* Problem 1
Can you summarize the article on the Ojo bye-law in two sentences?
* Problem 2
In the article on the Ojo bye-law, take the part that opens with the words containing "In view of the" and closes with "to his office.", and swap "advocacy visit" for "courtesy visit".

[Study text — start]

Ojo LGA to Enact Bye-law to End Girl-child Marriage

Bella Akhagba
Founder, Bella Foundation, Bella Akhagba

Oluchi Chibuzor

The Chairman of Ojo Local Government Area of Lagos State, Mr. Rasulu Taiwo, has stated the readiness of the council to enact and implement a bye-law that would eliminate child marriage in Imude Community.

In view of the high prevalence in Imude Community, records at the Federal Ministry of Health National Management Information System, at Imude Maternity and Healthcare Centre, shows that out of every 10 women that visit the health facility for antenatal clinic and delivery, four are young girls between the ages of 12 to 17 years.

Taiwo, made this known recently, in an exclusive interview with THISDAY in Lagos, when he received a delegate from Bella Foundation, who were on an advocacy visit to his office.

He said as a government that has the interest of its people at heart, they cannot continue to watch without proactive measures to support good initiatives that would help eradicate the issue of child marriage in the LGA and in the state in general.

While commending the impact of the project, he said, “We will do anything within our power to facilitate the project. Within now and next week, I will get the legal team together and invite the initiator of the bill so that we can talk together and resend the bill immediately to the legislative arm to work on it and see that it is passed into law.

“This will be a bill that would reshape the economic stability of girls in the local government and make parents accountable to the wellbeing of every child within their environment.”

Speaking, Founder, Bella Foundation, Bella Akhagba, said these girls were prevented from furthering their education or acquiring skills that can empower them economically.

She noted that there were cases where these girls get impregnated by young men who do not have means of livelihood but are forced by their parents to marry the men responsible for their pregnancies.

“Recently we lost a girl who died a month after delivery due to infections and malnutrition and some other cases that victims refuse to talk about.

“Because of stigmatisation and shame, these girls do not like to go to the maternity or antenatal care, rather they go to the patent medicine store owners who do not have the knowledge; hence, they end up in complication. With this project that is sponsored by Cummins Foundation and RISEUP, we hope to end this menace.”

[Study text — finish]
[Exercise data — start]

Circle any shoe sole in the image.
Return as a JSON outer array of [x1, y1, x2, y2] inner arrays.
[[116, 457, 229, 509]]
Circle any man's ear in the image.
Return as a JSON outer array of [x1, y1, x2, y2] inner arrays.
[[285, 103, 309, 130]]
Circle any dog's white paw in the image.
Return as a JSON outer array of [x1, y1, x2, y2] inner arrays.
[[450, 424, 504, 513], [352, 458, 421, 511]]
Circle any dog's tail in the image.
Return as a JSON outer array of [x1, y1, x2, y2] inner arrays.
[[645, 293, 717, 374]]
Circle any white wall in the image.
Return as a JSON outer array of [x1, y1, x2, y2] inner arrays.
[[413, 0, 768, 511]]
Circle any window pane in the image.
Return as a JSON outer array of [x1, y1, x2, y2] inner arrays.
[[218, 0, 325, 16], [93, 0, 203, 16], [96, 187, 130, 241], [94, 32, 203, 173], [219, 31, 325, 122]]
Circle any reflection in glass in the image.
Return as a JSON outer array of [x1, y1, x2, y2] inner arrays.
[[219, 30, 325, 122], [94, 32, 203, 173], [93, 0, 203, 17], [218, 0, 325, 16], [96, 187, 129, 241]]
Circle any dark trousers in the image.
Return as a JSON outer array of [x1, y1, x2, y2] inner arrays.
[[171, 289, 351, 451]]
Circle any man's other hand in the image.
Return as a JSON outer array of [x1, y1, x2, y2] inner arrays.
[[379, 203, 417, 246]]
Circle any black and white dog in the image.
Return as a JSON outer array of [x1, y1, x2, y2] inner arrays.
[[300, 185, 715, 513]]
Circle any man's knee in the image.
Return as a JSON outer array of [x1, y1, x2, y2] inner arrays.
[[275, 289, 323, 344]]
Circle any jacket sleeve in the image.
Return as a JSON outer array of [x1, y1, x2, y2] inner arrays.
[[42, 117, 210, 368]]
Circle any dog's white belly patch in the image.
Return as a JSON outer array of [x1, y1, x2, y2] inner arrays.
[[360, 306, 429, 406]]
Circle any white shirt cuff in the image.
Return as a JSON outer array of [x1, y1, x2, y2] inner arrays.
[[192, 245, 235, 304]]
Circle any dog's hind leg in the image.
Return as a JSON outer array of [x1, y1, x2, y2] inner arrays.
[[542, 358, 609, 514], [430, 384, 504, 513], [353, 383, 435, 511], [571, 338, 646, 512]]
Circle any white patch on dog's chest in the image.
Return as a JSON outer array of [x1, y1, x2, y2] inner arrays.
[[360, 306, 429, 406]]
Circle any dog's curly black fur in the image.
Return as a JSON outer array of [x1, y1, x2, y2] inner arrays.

[Exercise data — finish]

* Your response 1
Ojo Local Government Area chairman Rasulu Taiwo says the council is ready to enact and implement a bye-law to eliminate child marriage in Imude Community, where health records show that four of every 10 women visiting the health facility for antenatal clinic and delivery are girls aged 12 to 17. Bella Foundation founder Bella Akhagba says these girls are kept from education and skills, are often forced to marry the men who impregnated them, and avoid maternity care out of shame, a problem the foundation's project, sponsored by Cummins Foundation and RISEUP, aims to end.

* Your response 2
In view of the high prevalence in Imude Community, records at the Federal Ministry of Health National Management Information System, at Imude Maternity and Healthcare Centre, shows that out of every 10 women that visit the health facility for antenatal clinic and delivery, four are young girls between the ages of 12 to 17 years.

Taiwo, made this known recently, in an exclusive interview with THISDAY in Lagos, when he received a delegate from Bella Foundation, who were on an courtesy visit to his office.